[Opening Text provided section]
3.2 Presence of patients with inconsistent benefiting directions on separate efficacy endpoints

Based on the proposed joint favorable probability, we can yield a comprehensive overview of the response probability and the survival risk of the patient under the mutual modulation represented by the random effects. The joint prognostic indicators can be applied to compare the ICI treatment outcomes simultaneously. For further analysis, we extracted individual patients with inconsistencies between the response indices and survival risk.

We produced Kaplan-Meier survival curves for PFS to display divergence ( ). The lower green curve represents patients with a tumor status of CR/PR, whereas our compound index shows probabilistically that such a trend should not occur in this subgroup. On the opposite, the higher purple curve represents patients with a tumor status of SD/PD, whereas our joint index shows probabilistically that this group tends to possess favorable clinical outcomes. The average PFS of patients in the CR/PR subgroup is 11.409 months (CI, 9.599–13.218 months), and the mPFS of patients in the CR/PR subgroup is 9.8 months (CI, 7.741–11.859 months). In contrast, the average PFS of patients in the SD/PD subgroup is 25.589 months (CI, 15.744–35.435 months), and the mPFS of patients in the SD/PD subgroup is 18.9 months (CI, 12.115–25.685 months). The log-rank test measures the difference between two survival curves, with a significant p-value of 0.002. These results identify some clinically overlooked populations: a cohort of patients that tended to survive with tumors, i.e., the group of patients demonstrated in the purple curve ( ), revealing an apparently prolonged PFS even though endowed with relatively poorer outcomes in terms of response rubrics. In addition, a cohort of patients whose tumors have resolved may experience rapid disease progression within the first year of treatment, i.e., the group of patients demonstrated in the green curve ( ). These patients are from the 2 experimental sets and 11 validation sets, representing a total of 110 individuals accounting for over 10% of the surveyed cohorts. Thus, we offer a bold and novel conclusion: a subset of patients whose effects in two different efficacy endpoints may be of different magnitudes or even point in different directions. This suggests the necessity of our proposal that multiple classifications of TMB should be performed.
[Closing Text provided section]
[Opening Dataset extract section]
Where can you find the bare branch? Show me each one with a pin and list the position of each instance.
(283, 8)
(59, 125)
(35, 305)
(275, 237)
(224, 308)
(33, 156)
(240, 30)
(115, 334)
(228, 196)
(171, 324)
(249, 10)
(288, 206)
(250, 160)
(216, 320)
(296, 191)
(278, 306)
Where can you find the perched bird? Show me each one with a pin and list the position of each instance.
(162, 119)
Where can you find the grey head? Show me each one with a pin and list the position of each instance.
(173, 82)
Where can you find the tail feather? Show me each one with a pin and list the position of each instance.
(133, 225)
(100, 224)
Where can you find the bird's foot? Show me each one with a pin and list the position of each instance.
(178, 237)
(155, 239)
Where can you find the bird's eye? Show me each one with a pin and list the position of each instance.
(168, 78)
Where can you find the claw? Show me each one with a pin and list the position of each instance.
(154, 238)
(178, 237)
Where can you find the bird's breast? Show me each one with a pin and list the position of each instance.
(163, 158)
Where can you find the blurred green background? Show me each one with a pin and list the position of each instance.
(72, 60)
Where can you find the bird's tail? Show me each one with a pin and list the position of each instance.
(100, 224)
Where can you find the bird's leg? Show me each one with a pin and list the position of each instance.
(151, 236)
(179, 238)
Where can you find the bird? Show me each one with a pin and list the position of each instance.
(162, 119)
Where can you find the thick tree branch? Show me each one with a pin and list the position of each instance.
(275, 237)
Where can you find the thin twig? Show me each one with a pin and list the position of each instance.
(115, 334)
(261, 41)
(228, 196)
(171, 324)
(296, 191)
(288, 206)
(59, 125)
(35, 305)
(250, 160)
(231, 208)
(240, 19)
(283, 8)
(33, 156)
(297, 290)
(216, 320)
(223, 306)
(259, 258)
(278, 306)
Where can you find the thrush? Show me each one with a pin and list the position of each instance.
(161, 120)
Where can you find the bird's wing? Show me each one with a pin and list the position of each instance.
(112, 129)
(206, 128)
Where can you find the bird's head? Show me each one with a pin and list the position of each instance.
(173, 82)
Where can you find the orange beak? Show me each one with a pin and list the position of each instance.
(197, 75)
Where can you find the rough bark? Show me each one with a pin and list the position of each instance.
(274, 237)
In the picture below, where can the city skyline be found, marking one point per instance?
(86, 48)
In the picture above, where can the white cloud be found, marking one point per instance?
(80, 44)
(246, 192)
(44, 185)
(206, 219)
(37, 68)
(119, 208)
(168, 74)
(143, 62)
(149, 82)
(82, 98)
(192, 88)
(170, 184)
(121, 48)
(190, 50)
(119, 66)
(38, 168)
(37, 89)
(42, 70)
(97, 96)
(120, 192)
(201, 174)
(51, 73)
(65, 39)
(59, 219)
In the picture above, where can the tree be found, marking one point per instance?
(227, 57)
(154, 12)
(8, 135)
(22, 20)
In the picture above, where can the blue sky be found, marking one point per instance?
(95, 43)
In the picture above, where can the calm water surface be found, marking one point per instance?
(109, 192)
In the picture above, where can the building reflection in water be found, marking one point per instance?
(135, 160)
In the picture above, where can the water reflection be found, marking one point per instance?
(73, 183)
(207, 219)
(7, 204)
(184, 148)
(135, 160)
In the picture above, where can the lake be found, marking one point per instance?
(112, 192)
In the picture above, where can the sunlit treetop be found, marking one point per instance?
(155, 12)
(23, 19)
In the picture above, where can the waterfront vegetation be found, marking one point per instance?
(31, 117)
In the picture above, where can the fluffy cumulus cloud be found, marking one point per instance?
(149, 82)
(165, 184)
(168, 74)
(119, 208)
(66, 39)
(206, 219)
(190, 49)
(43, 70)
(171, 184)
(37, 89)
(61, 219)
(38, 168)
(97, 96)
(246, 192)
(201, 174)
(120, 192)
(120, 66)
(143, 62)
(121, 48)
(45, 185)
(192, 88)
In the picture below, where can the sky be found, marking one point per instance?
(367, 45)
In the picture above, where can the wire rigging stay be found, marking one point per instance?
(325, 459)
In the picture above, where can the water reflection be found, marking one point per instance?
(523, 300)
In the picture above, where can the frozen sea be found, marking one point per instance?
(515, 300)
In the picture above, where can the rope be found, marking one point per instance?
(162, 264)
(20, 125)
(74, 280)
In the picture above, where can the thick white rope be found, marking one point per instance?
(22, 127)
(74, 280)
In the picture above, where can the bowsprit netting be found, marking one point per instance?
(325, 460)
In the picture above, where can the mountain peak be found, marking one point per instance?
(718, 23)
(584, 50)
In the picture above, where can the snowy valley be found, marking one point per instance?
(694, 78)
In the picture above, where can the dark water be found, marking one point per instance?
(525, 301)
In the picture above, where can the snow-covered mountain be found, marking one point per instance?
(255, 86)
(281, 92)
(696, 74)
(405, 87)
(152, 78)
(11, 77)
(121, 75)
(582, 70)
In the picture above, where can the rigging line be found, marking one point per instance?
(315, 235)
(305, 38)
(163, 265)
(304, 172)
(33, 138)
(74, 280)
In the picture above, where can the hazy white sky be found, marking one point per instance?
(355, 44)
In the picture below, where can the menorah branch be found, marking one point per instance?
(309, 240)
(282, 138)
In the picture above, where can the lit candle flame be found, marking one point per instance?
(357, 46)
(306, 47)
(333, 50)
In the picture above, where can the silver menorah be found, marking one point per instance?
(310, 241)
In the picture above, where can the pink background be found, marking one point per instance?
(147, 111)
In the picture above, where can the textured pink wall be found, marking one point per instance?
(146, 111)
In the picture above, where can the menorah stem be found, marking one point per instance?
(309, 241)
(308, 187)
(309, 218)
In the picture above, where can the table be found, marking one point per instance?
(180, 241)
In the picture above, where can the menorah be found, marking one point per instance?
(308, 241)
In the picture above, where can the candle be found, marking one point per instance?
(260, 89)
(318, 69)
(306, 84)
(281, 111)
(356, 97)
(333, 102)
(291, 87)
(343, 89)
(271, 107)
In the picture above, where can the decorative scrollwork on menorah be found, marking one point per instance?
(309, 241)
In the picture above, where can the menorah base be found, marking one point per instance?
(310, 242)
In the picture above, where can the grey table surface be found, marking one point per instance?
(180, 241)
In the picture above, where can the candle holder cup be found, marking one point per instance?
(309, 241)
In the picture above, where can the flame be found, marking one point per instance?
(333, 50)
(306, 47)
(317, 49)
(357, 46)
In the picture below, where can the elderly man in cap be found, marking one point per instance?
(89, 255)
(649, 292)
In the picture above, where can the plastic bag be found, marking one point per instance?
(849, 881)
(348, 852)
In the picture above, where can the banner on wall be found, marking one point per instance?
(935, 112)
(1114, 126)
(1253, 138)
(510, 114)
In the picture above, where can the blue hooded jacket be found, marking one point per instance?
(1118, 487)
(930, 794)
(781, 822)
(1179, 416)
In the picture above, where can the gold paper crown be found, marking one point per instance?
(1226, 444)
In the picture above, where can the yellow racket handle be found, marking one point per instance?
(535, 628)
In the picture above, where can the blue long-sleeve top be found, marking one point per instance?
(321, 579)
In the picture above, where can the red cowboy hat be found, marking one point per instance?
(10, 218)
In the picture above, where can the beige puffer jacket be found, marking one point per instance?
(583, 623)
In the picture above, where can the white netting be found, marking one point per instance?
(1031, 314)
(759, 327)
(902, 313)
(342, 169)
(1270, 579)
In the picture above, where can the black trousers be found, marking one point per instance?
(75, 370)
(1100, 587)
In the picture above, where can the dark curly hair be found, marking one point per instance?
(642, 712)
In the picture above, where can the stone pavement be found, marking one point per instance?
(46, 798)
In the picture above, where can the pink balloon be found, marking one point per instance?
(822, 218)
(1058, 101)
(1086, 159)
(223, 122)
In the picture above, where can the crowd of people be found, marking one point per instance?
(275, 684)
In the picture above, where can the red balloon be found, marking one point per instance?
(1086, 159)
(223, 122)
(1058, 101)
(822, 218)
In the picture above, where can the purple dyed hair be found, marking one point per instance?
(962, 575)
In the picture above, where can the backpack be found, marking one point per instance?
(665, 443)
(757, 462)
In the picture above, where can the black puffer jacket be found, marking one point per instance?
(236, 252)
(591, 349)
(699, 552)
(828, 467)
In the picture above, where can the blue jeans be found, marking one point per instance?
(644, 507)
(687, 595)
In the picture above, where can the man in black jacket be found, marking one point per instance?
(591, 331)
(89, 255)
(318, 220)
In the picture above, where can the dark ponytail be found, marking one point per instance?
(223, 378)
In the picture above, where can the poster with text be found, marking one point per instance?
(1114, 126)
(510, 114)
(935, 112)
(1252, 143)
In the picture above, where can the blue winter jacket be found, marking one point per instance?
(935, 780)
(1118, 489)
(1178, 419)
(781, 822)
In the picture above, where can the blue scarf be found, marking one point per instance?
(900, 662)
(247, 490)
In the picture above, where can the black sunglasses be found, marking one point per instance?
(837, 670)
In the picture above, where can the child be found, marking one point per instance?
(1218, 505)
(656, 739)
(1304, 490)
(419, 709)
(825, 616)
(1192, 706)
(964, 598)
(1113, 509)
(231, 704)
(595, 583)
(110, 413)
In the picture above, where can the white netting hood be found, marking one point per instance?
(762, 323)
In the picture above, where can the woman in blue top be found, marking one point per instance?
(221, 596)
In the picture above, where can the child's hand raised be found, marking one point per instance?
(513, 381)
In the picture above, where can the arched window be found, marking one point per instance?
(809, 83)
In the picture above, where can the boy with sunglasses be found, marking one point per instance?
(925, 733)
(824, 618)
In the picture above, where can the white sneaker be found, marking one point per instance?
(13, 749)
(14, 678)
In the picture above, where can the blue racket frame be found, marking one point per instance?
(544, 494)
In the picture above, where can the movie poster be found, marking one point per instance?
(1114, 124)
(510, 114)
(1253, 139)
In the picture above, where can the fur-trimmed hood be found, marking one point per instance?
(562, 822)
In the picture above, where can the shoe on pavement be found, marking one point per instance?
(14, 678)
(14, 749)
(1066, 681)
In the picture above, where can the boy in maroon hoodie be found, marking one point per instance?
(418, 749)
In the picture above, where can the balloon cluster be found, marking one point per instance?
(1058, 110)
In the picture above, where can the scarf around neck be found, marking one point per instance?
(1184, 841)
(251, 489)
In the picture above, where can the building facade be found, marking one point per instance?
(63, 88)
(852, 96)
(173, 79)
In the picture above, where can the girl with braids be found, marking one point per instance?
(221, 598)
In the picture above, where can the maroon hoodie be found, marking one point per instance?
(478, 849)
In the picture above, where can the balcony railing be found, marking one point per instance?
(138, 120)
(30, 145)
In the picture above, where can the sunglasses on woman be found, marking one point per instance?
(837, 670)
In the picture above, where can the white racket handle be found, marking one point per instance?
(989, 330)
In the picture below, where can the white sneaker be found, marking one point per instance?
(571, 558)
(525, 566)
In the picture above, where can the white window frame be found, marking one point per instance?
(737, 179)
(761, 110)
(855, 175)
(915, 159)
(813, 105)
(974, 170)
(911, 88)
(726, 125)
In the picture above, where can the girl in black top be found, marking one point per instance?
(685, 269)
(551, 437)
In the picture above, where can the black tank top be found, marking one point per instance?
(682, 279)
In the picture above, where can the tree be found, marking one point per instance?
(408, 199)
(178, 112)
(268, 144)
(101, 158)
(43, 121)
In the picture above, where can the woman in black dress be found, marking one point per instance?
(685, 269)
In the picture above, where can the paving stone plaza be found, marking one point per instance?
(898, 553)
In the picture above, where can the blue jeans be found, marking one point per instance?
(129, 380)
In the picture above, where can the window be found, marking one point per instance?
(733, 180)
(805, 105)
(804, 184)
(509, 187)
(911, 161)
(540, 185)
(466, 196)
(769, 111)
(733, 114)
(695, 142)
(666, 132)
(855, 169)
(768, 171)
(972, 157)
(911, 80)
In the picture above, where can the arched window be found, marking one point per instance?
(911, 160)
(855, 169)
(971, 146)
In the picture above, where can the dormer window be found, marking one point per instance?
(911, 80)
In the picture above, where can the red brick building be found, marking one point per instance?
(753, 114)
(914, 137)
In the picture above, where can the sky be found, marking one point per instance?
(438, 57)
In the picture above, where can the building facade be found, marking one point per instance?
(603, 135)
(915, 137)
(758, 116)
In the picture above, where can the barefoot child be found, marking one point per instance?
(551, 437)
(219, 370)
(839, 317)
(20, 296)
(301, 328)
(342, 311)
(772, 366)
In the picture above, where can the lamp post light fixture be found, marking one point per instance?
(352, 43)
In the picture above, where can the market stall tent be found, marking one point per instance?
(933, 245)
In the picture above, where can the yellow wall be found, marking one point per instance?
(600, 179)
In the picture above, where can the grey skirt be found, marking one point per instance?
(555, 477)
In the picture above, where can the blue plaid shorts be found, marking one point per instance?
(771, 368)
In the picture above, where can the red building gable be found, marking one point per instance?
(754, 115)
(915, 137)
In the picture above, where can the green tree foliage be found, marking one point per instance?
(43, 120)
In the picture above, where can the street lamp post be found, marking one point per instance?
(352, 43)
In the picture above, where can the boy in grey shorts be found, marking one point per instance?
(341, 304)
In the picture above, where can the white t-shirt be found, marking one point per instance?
[Closing Dataset extract section]
◆ Task: Rename "joint favorable probability" as "combined favorable probability" and reproduce the passage on inconsistent efficacy endpoints between "3.2 Presence of" and "and survival risk.", inclusive. Work from the text alone, without the records.

◆ Answer space:
3.2 Presence of patients with inconsistent benefiting directions on separate efficacy endpoints

Based on the proposed combined favorable probability, we can yield a comprehensive overview of the response probability and the survival risk of the patient under the mutual modulation represented by the random effects. The joint prognostic indicators can be applied to compare the ICI treatment outcomes simultaneously. For further analysis, we extracted individual patients with inconsistencies between the response indices and survival risk.